(Selected excerpt)
:::::

The Democratic Nursing Organisation of South Africa (Denosa) has written an open letter to the Presidency, calling for an intervention on the “devastating plights of frontline health workers.” The organisation says the COVID-19 pandemic has had devastating effects on nurses.

Denosa reflects on challenges faced by nurses: 

The organisation’s president Simon Hlungwani says in a statement that the devastating effects have been brought on nurses because they work for government.

“More than 27 300 healthcare workers have contracted the virus and, of this, no less than 240 have died. This is out of the total of over 640 000 infections recorded in South Africa.”

Hlungwani says despite the challenges, nurses have dedicated themselves to their work selflessly.

He says many countries have acknowledged the dedicated hard work by healthcare workers and as a result, have implemented the following changes:

  • Ghana gave healthcare workers tax breaks for three months starting from in April.
  • The Zimbabwean government started to pay healthcare workers a Covid-19 risk allowance;
  • The State of Louisiana in the US has passed legislation giving healthcare workers who were on the frontline in fighting Covid-19 a rebate of $250.

However, the script in South Africa has been different.

“In South Africa, Mr President, the environment is completely different. It has been six months since government has defied paying public servants their salary adjustment for the 2020/2021 financial year in line with Resolution 1 of 2018 that was signed at the PSCBC between labour unions and government. The costs of living and of goods and services rose by far more than CPI already in the country,” Hlungwani wrote.

Salary increases

Denosa says the government was supposed to increase the salary of public servants on 1 April 2020, but has failed to do so. Public servants, however, continue to do their work despite the absence of the salary increases, severe shortages of staff and equipment.

:::::

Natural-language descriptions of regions
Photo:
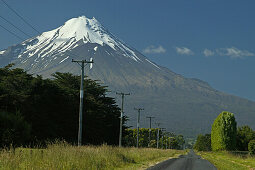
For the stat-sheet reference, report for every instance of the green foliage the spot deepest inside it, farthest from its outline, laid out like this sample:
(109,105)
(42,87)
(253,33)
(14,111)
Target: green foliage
(64,156)
(169,140)
(51,106)
(14,130)
(244,135)
(203,143)
(251,147)
(223,133)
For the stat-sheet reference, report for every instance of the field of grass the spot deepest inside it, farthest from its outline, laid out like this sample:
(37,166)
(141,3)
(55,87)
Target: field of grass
(230,161)
(65,156)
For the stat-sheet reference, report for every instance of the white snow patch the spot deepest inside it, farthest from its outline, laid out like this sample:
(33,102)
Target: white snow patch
(152,63)
(66,37)
(64,59)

:::::

(Work to complete)
1) According to the Denosa article, what did Ghana give healthcare workers?
2) Reproduce the passage of the Denosa article that opens with the words containing "The Democratic Nursing" and closes with "work for government.".
You won't need the material for this.

(Answers for each item)
1) Tax breaks for three months starting in April.

2)
The Democratic Nursing Organisation of South Africa (Denosa) has written an open letter to the Presidency, calling for an intervention on the “devastating plights of frontline health workers.” The organisation says the COVID-19 pandemic has had devastating effects on nurses.

Denosa reflects on challenges faced by nurses: 

The organisation’s president Simon Hlungwani says in a statement that the devastating effects have been brought on nurses because they work for government.